Object position labeling entries
START
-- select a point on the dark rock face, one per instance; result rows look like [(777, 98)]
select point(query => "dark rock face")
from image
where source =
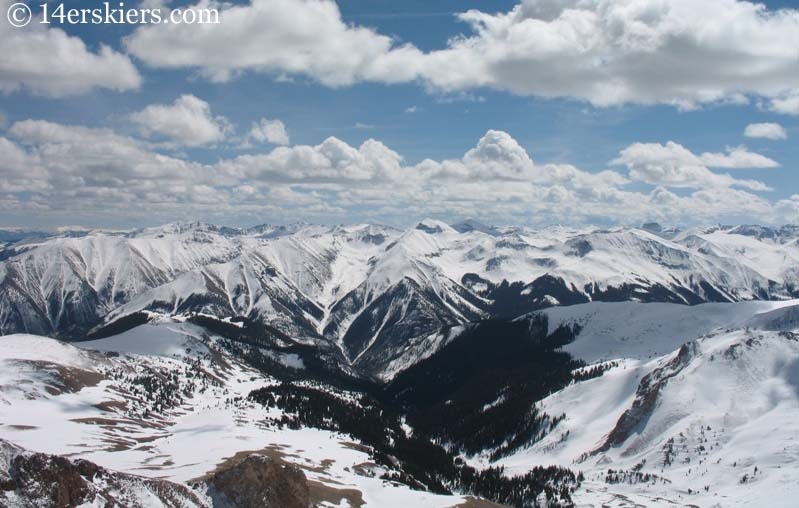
[(261, 482), (55, 480), (646, 397), (50, 481)]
END
Request – Rewrite the records with every "dark rock face" changed to "shaded cliff wall" and everything else kept the same. Omit the pictures from your answer.

Full solution –
-- select a point on the shaded cliff wall, one per instance; result rows look like [(777, 98)]
select point(query => "shaded cliff wall")
from image
where source =
[(261, 482), (55, 480), (646, 397), (50, 481)]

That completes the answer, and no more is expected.